━━ SOURCE MATERIAL

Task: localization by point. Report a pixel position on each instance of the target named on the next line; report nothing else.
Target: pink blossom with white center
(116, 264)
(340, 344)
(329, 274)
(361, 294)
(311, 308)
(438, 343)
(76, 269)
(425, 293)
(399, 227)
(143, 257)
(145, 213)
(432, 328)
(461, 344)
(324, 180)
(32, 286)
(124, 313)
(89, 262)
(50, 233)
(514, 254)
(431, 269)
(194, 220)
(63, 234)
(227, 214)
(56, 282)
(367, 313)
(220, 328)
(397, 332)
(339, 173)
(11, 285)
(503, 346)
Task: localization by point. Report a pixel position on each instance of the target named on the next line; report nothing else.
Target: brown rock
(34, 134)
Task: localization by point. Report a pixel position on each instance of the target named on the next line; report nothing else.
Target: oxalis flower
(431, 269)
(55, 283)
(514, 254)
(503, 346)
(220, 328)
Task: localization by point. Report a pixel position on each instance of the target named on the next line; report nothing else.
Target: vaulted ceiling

━━━━
━━ SOURCE MATERIAL

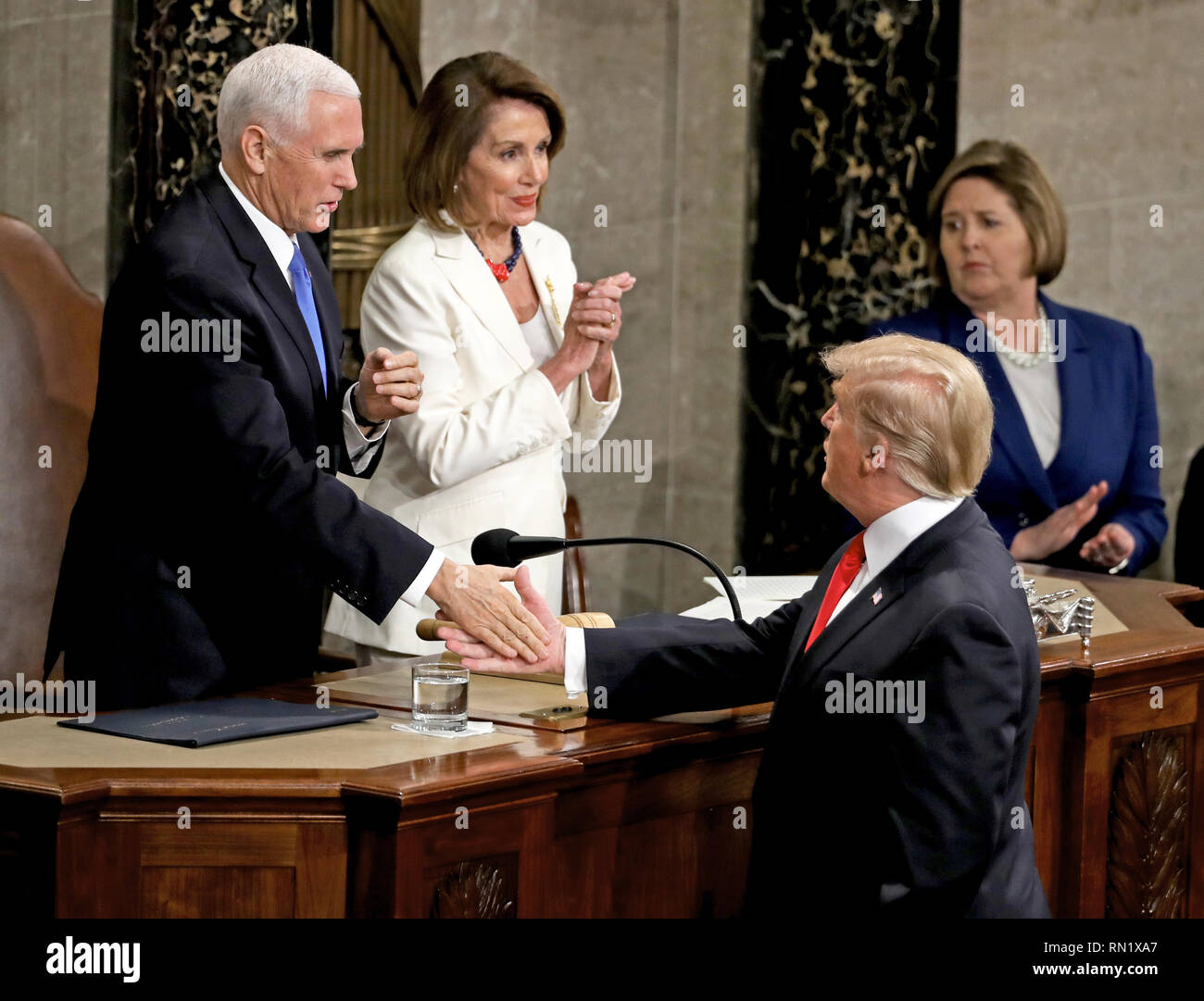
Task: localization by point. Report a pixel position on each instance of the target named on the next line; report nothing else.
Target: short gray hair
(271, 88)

━━━━
━━ SOURCE MATERIAL

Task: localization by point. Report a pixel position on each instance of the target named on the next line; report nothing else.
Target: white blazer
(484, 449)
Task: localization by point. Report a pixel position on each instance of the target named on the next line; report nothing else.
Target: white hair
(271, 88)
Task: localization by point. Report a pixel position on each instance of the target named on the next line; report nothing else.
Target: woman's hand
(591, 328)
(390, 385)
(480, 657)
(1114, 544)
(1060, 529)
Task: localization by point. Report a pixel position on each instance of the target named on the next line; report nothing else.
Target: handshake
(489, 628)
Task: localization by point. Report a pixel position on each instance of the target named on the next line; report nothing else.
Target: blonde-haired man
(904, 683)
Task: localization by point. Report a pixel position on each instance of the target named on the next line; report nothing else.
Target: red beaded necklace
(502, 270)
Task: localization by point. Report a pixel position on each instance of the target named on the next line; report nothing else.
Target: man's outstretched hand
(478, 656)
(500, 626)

━━━━

TASK BRIEF
What you give back should be only the lines of the records above, starting at the line with "Target: oxalis flower" and ending at the line with "Target: vaulted ceiling", restated word for word.

RESULT BELOW
Target: oxalis flower
(431, 269)
(55, 283)
(514, 254)
(503, 346)
(220, 328)
Task: localization by point. Report a pixel position on each instance of the target named on the next line; report nothing else.
Target: vaulted ceiling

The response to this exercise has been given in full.